Exercise aim:
Transcribe the records exactly from the line with "Where can you find the metal" to the end, both included.

----- Excerpted records

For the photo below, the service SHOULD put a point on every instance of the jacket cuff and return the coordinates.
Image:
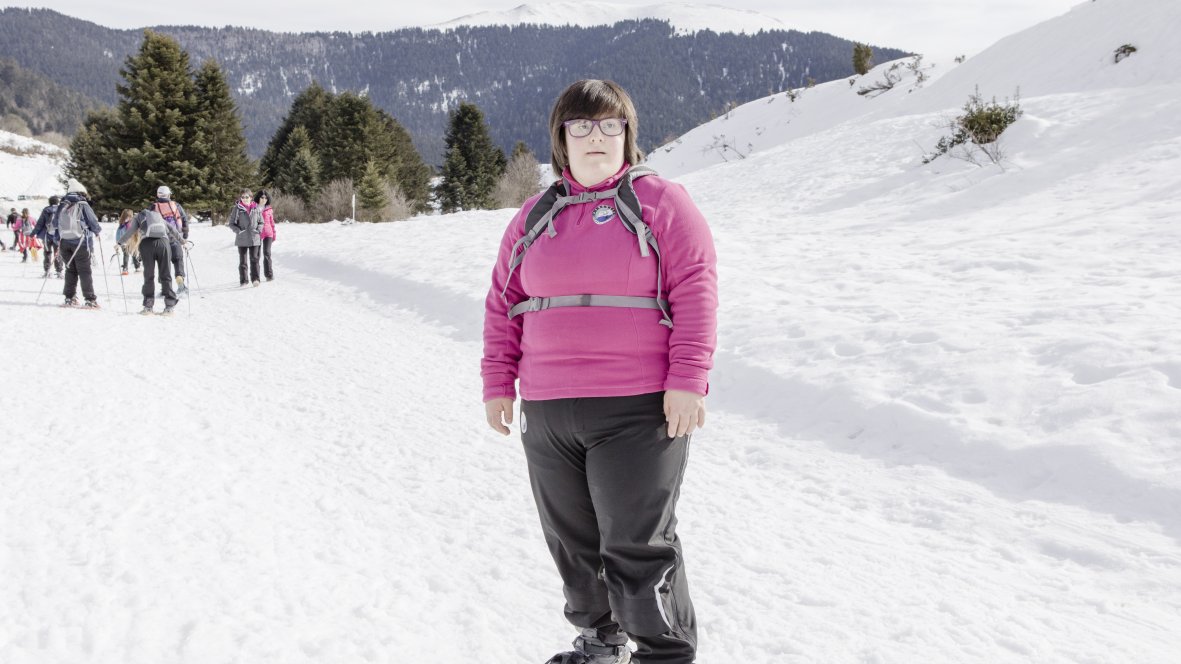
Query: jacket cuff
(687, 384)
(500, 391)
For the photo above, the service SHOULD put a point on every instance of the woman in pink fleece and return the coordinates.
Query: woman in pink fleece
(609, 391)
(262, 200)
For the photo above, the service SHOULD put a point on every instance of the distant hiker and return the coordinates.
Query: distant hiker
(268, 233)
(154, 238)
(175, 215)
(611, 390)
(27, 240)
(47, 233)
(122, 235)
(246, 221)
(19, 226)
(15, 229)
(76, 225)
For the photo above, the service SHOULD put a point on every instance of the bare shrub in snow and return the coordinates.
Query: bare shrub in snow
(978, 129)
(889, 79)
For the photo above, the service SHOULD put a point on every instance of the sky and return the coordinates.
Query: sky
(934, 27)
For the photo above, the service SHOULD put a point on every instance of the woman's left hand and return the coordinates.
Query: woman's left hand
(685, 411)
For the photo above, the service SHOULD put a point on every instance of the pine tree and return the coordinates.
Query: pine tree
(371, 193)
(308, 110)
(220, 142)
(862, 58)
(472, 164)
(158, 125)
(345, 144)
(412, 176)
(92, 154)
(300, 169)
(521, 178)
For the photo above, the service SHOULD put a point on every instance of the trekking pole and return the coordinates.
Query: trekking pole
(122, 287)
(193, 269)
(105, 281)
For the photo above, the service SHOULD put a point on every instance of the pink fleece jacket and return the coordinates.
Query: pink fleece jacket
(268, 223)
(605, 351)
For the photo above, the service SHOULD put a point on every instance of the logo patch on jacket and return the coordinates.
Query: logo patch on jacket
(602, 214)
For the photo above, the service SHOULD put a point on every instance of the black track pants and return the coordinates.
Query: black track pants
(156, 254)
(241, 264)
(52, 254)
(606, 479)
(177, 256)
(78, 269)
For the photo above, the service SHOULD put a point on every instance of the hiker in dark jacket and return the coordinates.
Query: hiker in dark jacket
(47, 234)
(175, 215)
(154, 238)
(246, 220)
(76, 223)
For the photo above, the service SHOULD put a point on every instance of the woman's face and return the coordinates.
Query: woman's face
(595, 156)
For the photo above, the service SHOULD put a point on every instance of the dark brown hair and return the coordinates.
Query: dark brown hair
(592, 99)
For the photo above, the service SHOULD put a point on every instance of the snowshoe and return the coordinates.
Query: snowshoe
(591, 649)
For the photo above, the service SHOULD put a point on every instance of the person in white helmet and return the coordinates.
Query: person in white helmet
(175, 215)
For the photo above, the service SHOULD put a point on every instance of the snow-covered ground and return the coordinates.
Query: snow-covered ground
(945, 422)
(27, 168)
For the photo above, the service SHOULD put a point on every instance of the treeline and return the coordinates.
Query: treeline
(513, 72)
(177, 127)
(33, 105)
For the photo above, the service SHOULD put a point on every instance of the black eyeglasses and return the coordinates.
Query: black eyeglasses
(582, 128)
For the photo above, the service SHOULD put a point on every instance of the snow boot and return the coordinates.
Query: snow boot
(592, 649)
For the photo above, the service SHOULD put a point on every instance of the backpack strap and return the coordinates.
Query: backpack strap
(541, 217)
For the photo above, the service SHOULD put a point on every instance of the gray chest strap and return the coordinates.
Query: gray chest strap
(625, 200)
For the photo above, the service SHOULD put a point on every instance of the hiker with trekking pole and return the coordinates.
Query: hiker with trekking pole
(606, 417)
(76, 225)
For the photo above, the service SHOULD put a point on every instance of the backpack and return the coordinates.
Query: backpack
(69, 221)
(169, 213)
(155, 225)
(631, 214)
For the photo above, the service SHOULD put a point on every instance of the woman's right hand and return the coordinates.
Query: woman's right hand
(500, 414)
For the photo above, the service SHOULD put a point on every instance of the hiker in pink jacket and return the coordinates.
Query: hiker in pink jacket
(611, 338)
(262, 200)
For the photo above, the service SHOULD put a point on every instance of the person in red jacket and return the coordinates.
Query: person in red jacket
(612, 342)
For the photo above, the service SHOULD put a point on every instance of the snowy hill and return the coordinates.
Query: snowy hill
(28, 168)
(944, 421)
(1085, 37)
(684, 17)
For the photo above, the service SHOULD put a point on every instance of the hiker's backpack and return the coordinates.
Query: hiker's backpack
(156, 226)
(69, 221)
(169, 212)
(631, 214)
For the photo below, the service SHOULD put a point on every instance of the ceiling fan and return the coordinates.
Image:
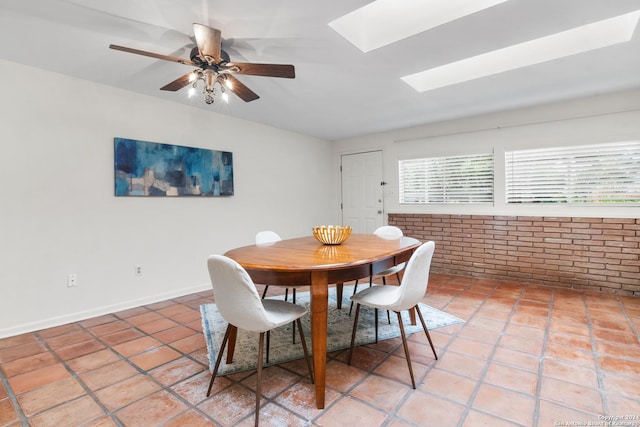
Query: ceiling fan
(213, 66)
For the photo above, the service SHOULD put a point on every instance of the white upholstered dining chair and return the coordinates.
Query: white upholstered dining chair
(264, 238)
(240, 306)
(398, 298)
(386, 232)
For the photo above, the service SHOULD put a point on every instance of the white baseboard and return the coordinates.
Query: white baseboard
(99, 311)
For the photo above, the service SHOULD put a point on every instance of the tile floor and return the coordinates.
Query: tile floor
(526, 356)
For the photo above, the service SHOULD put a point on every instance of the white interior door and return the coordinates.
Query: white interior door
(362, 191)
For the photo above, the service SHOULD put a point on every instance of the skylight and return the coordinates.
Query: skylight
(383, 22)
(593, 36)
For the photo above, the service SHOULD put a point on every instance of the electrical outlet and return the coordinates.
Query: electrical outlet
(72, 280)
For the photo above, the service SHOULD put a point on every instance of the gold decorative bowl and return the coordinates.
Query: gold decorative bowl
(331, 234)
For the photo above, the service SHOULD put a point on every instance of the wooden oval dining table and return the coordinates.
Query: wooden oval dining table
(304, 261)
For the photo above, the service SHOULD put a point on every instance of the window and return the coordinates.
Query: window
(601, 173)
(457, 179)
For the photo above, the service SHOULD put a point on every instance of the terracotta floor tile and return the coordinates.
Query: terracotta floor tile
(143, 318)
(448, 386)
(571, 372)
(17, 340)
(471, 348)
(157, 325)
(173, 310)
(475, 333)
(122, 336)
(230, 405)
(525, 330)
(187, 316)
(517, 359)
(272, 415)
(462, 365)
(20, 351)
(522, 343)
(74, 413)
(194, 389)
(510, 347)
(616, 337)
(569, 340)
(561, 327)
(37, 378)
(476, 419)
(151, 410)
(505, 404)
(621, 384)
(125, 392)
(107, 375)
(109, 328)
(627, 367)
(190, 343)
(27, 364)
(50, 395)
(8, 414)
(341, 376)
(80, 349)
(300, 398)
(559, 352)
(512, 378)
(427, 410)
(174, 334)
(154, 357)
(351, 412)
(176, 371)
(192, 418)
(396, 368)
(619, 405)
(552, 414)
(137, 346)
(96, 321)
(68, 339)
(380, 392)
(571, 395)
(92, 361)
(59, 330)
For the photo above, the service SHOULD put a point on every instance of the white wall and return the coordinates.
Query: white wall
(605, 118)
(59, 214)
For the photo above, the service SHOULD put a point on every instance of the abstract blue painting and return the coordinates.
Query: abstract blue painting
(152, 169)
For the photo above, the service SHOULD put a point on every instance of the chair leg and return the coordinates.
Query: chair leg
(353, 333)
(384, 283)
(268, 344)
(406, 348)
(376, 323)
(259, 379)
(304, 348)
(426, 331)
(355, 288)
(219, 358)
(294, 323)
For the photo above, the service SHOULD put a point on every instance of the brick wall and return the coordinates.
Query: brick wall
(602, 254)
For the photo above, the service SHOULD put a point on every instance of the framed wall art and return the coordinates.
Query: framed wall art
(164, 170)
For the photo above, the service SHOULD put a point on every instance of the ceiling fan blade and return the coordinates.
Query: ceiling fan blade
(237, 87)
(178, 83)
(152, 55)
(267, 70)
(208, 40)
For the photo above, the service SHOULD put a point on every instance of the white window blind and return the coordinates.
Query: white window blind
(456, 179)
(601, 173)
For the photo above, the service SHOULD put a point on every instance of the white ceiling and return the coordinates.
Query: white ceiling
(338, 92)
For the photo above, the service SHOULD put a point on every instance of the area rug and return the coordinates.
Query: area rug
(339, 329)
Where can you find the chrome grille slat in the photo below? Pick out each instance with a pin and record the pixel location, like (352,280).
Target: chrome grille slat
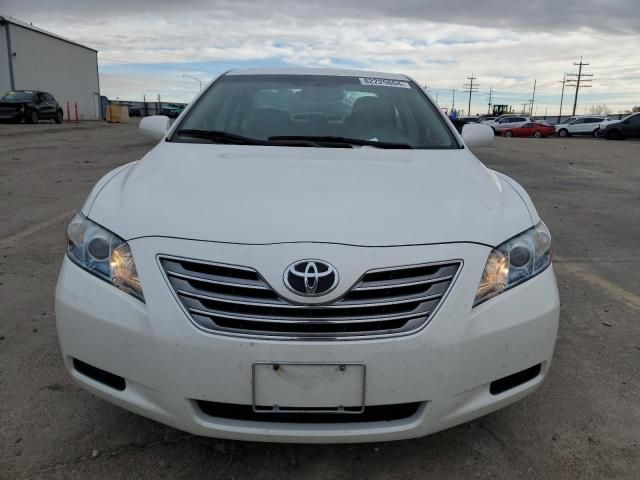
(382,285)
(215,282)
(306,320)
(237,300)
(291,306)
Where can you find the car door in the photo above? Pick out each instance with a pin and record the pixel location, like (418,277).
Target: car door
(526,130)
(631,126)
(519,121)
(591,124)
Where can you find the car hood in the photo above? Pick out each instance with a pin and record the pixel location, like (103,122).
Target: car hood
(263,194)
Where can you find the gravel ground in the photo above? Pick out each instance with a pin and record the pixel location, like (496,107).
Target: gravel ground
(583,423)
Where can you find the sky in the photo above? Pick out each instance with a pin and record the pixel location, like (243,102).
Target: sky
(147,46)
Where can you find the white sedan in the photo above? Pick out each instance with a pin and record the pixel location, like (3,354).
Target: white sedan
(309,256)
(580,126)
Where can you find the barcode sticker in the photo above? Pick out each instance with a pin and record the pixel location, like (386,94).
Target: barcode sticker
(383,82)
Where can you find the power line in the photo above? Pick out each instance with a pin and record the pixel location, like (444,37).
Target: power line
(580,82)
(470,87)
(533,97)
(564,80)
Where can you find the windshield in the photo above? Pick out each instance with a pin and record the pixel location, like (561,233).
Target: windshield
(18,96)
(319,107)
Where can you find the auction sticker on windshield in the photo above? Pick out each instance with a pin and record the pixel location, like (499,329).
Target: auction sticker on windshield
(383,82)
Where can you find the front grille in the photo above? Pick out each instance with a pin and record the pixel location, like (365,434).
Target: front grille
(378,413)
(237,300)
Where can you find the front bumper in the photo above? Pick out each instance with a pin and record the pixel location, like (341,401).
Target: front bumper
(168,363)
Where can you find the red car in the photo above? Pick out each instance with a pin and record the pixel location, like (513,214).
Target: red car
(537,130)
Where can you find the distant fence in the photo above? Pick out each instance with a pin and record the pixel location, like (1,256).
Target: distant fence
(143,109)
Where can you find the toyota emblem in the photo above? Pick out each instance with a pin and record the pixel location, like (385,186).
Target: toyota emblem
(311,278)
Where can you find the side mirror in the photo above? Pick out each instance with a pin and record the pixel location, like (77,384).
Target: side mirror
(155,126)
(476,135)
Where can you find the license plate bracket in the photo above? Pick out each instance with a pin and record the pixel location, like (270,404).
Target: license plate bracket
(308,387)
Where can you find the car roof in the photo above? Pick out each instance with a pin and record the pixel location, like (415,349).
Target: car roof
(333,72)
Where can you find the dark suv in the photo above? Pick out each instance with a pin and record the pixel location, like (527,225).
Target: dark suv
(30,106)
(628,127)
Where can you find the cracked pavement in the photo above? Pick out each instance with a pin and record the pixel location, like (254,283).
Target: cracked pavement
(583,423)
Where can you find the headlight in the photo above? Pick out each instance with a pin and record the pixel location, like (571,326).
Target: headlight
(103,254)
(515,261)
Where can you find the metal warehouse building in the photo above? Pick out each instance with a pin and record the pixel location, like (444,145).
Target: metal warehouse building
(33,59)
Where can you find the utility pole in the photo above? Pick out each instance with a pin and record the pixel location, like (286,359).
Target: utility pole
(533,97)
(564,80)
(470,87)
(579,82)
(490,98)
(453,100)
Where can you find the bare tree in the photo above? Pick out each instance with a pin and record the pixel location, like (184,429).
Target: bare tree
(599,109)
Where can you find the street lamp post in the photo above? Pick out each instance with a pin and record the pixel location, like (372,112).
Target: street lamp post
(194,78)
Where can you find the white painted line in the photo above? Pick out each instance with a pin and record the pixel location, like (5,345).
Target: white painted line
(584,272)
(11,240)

----------

Worked answer:
Where can you find the metal warehouse building in the photo above? Pick out each instance with a pin and record the pixel location, like (444,145).
Target: metal warehouse building
(33,59)
Where can you find the utility pole in the photo above? Pick out each instance with a pin and record the pixel location, like (286,359).
Target: utility pole
(533,97)
(564,80)
(470,87)
(579,82)
(490,98)
(453,100)
Where can you find the bare tree in the photo above? Pick out each instance with a pin and record the pixel location, like (184,429).
Target: bare tree
(599,109)
Where can you find the street lamp post in the photo above? Pick out each instance with a pin and record the pixel location, like (372,112).
Target: street lamp post
(194,78)
Where can you find the white painted line in the photo above? Pick out each instance with a pin and record the pixel location, like (5,345).
Target: white painted line
(584,272)
(11,240)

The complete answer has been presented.